→ **Exercise goal**
Find the line that contains "Point out the dark night sky in this photo."; then retype it and each line after it, exactly, through the final line of the data below.

→ **Extracted material**
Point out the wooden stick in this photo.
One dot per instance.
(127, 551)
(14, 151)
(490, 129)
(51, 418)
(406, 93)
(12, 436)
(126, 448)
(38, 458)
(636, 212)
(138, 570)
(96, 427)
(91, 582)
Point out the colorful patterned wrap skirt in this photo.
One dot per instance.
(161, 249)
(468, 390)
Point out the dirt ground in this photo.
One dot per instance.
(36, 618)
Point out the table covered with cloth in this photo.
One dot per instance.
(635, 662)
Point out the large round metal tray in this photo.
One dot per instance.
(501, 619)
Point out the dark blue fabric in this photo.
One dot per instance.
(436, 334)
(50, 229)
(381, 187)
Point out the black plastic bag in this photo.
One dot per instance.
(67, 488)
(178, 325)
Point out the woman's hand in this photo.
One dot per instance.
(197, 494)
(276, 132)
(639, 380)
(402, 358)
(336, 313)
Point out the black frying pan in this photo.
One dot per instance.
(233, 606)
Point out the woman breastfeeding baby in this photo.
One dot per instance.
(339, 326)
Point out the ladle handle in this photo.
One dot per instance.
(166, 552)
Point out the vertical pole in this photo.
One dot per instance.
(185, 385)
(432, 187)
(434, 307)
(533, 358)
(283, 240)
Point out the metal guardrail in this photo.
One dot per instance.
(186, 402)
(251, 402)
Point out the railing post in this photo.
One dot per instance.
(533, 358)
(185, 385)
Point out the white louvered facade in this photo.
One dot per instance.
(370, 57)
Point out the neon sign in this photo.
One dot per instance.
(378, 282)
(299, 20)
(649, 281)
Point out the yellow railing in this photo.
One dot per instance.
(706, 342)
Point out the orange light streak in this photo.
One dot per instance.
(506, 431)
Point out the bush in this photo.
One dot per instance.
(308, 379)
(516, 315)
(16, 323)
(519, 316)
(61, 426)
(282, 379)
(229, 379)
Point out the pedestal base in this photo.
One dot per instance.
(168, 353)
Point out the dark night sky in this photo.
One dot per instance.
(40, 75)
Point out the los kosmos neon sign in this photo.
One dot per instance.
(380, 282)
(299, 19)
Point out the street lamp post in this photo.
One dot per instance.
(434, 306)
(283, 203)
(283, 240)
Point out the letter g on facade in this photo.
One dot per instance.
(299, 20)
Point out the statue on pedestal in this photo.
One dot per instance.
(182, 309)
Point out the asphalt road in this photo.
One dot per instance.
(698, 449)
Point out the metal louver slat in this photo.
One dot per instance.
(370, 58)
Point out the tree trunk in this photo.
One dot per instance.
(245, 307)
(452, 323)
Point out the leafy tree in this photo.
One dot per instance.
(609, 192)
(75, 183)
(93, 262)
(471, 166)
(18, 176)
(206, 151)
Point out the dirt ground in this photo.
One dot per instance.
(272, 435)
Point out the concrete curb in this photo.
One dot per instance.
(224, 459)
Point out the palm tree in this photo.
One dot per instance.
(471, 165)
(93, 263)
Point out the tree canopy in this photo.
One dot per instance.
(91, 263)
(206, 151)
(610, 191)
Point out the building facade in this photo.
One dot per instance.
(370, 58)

→ **Solution to the problem**
Point out the dark night sky in this photo.
One dot per instance.
(40, 75)
Point out the los kosmos neon sign in this photo.
One dot per instance.
(380, 282)
(299, 19)
Point out the street lamp post in this photo.
One dot per instance.
(434, 306)
(283, 203)
(283, 240)
Point out the letter g on facade in this photo.
One dot per instance.
(299, 20)
Point out the statue on pedestal in this photo.
One dot per instance.
(182, 309)
Point out the asphalt road in this photo.
One dot per instance.
(698, 449)
Point out the metal louver slat in this photo.
One dot per instance.
(370, 58)
Point out the tree trunk in this photo.
One dot per instance.
(245, 307)
(452, 323)
Point out the leafy tree in this photo.
One dot per instance.
(609, 192)
(75, 183)
(93, 262)
(471, 166)
(18, 176)
(206, 151)
Point out the dirt ground in this photo.
One dot per instance.
(272, 435)
Point out the concrete curb in this photo.
One dot per instance.
(224, 459)
Point out the palm tree in this photo.
One dot per instance.
(471, 165)
(93, 263)
Point out the tree canopy in this photo.
One dot per instance.
(91, 263)
(206, 151)
(610, 191)
Point out the building facade in this photo.
One dot per instance.
(370, 58)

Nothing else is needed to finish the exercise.